Your objective :: Below is a listing; copy all of it exactly.

Given information ::
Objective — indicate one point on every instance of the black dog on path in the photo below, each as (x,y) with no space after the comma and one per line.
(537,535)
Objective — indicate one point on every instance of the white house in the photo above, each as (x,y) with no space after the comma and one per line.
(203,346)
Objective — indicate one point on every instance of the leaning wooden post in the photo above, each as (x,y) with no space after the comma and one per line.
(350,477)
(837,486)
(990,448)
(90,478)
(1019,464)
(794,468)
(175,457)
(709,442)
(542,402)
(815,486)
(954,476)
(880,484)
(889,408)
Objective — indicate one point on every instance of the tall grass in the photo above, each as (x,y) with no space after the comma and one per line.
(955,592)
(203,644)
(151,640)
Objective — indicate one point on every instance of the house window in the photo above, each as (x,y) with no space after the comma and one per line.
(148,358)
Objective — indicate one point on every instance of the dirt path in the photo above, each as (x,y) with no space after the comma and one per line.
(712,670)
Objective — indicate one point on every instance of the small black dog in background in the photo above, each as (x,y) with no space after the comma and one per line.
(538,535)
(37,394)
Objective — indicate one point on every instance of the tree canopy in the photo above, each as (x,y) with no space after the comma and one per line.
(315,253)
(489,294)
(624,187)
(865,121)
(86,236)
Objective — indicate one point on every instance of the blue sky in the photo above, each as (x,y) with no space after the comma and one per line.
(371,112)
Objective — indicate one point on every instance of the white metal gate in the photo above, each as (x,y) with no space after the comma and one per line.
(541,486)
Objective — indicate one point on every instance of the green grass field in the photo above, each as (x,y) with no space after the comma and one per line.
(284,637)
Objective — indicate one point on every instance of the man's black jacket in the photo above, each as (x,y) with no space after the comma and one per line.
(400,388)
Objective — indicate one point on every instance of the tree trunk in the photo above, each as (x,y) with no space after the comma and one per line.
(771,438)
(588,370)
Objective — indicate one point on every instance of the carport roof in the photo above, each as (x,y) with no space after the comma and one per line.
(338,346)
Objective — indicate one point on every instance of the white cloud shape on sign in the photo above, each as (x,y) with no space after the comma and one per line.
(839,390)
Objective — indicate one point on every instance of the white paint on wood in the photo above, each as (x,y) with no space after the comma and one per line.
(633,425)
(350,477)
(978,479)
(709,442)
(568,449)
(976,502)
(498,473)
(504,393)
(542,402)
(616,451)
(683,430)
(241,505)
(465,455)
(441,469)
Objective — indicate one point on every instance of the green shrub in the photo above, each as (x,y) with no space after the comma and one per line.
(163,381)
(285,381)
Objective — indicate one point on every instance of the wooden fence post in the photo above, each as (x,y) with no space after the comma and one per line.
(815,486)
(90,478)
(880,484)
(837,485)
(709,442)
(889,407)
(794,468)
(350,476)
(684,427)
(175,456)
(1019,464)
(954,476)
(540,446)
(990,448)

Answer in full ::
Objective — indicate one point on every instance of the black dog on path in the photo below, each as (x,y) with no space after the comma and one per line.
(537,535)
Objective — indicate one point on every instance of the white house in the photo above, each as (x,y) with no space after the comma and one per line.
(203,346)
Objective — indicate one point on every instance of the leaning wooden post in the photo above, each as (x,y) with no space after the comma and one per line.
(350,477)
(837,486)
(990,448)
(90,478)
(1019,464)
(794,468)
(175,457)
(709,442)
(542,402)
(815,486)
(954,476)
(880,484)
(889,408)
Objective — indicate one point on every instance of the tall grass in the photo above, each as (x,y) with no space after the comma and one per line.
(955,592)
(203,644)
(151,640)
Objective — indicate one point on every instance of the house window in the photo above, each as (x,y) with no space after the comma and one per line.
(148,358)
Objective — indicate one point on every instance of the dirt path in the photo above, each as (x,y) with no space after the comma and one per line.
(712,670)
Objective — indicate one point on every instance of the small black dog in background in the photo above, each as (x,y) with no space after the comma and one per line.
(538,535)
(37,394)
Objective — indicate one point on every instance of the tree canopy in the photo above, each as (x,y) with no space after the comma and one per line.
(315,253)
(489,294)
(624,187)
(865,121)
(86,236)
Objective — indicate one point on every instance of the blue sky in the photo above, each as (x,y) with no space after the comma and one per line.
(371,112)
Objective — indicate one point on every instance of the white metal gate in the photo above, each as (x,y) with no space after the comma and one per line.
(541,486)
Objective — indicate one point on every instance of the green grass field in the photo above, each as (x,y) with no space after the comma and one per line.
(284,637)
Objective — indicate one point on every instance of the man's black jacket in the photo above, each as (x,y) with no space after the comma and one per line.
(400,388)
Objective — indicate one point on every instance of the tree trunk in the photo above, each as (x,y) with no space after the comma and one per line.
(771,438)
(588,370)
Objective — indicate one point on every instance of the carport roof in the photo above, each as (x,y) with no space after the comma and one per line.
(338,346)
Objective — indicate one point on every instance of the white cloud shape on sign in the photo above, each as (x,y) with no space after the comma and one per line.
(839,390)
Objective — indicate one point on every instance of the white paint on wood in the photo above, each as (x,y) with no space after the comma and one per line.
(633,425)
(350,477)
(978,479)
(709,442)
(568,449)
(976,502)
(498,473)
(504,393)
(542,402)
(616,451)
(683,430)
(241,505)
(465,455)
(441,469)
Objective — indicate one point on every instance of the green shrub in the photo above, each as (x,y) with no space after the comma and one per line.
(163,381)
(285,381)
Objective — indicate one point on every instance of the wooden fence post in the photo above, each as (x,y) with no space after the comma and one per line.
(815,486)
(90,478)
(880,484)
(837,485)
(709,442)
(889,407)
(794,468)
(350,476)
(684,427)
(175,456)
(1019,464)
(954,476)
(540,446)
(990,448)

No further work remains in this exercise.